**Auszug**
━━━━━━━━━━

In Schweinfurt zeigt sich derweil der Niedergang der SPD besonders krass. Dort, in der einstigen Hochburg, ist es neben den Grünen auch der AfD gelungen, an den Sozialdemokraten vorbeizuziehen. Insgesamt blieben die Rechtspopulisten in Unterfranken mit 9,8 Prozent indes einstellig – und damit unter den eigenen Erwartungen. Die zwei künftigen Abgeordneten sind voraussichtlich Polizeihauptkommissar Richard Graupner (Schweinfurt) und Listenführer Christian Klingen (Kitzingen). Bislang hat die Region mit AfD–Mandatsträgern auf Landes- und Bundesebene keine Erfahrung.

Freie Wähler

Auch für die Freien Wähler (FW) lief es in Unterfranken mit 9,2 Prozent (plus ein Prozentpunkt) nicht ganz so gut wie anderswo, der Zuwachs liegt unter dem Landesschnitt. Möglicherweise ist das auch eine Auswirkung der Betrugsaffäre um die einstige Galionsfigur Günther Felbinger. Am Montagabend standen die Chancen für den unterfränkischen Spitzenkandidaten Gerald Pittner (Haßberge/Bad Neustadt) ganz gut, ein Mandat zu erringen. Offen war das Rennen um das zweite Mandat, wobei die Bürgermeisterin von Arnstein, Anna Stolz (Main-Spessart), der bisherige Abgeordnete Hans-Jürgen Fahn (Aschaffenburg), Bernd Schötterl (Miltenberg) und Ulrike Schneider (Schweinfurt) noch Chancen haben. Schneiders Einzug in den Landtag wäre nicht frei von Pikanterie. Gemeinsam mit Markus Söder galt sie einst als junge CSU-Hoffnungsträgerin, bevor sie 2003 nach heftigem Streit aus der Partei geschmissen wurde. Kommt sie ins Parlament, müsste sie als FW-Abgeordnete am Ende einen Regierungschef Söder mitwählen – oder auch nicht.

━━━━━━━━━━

**Datenzeilen**

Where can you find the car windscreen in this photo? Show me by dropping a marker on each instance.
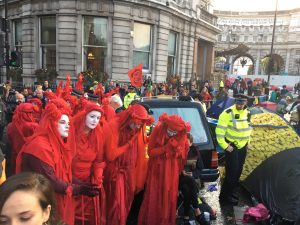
(190, 115)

━━━━━━━━━━

**Aufgabe A**
Zitiere aus dem Text zur Landtagswahl in Unterfranken alles von „In Schweinfurt zeigt“ bis hinab zu „Bundesebene keine Erfahrung.“.
**Aufgabe B**
Setze den Text zur Landtagswahl in Unterfranken bitte nach seinem letzten Satz fort.
Die Daten sind eigenständiges Material und gehören nicht zum Text zur Landtagswahl in Unterfranken.

**Ergebnis A**
In Schweinfurt zeigt sich derweil der Niedergang der SPD besonders krass. Dort, in der einstigen Hochburg, ist es neben den Grünen auch der AfD gelungen, an den Sozialdemokraten vorbeizuziehen. Insgesamt blieben die Rechtspopulisten in Unterfranken mit 9,8 Prozent indes einstellig – und damit unter den eigenen Erwartungen. Die zwei künftigen Abgeordneten sind voraussichtlich Polizeihauptkommissar Richard Graupner (Schweinfurt) und Listenführer Christian Klingen (Kitzingen). Bislang hat die Region mit AfD–Mandatsträgern auf Landes- und Bundesebene keine Erfahrung.

**Ergebnis B**
FDP

Die FDP schaffte die Rückkehr in den Landtag gerade so, in Unterfranken blieb sie mit 4,8 Prozent (plus 1,9 Prozentpunkte) sogar knapp unter der Fünf-Prozent-Hürde. Das eine Mandat geht voraussichtlich an Spitzenkandidat Helmut Kaltenhauser (Aschaffenburg).

Sonstige

Die acht kleinen Parteien kamen in Unterfranken nicht mal auf ein Prozent. Am Besten schnitten Bayernpartei und ÖDP mit jeweils 0,9 Prozent ab. Enttäuschend das Resultat von mut. Trotz des prominenten Spitzenkandidaten, Radiomoderator Matthias Matuschik, schaffte man lediglich 0,4 Prozent. Nicht in den Landtag zurück kehrt damit auch die Tochter von Barbara Stamm, mut-Gründerin Claudia Stamm.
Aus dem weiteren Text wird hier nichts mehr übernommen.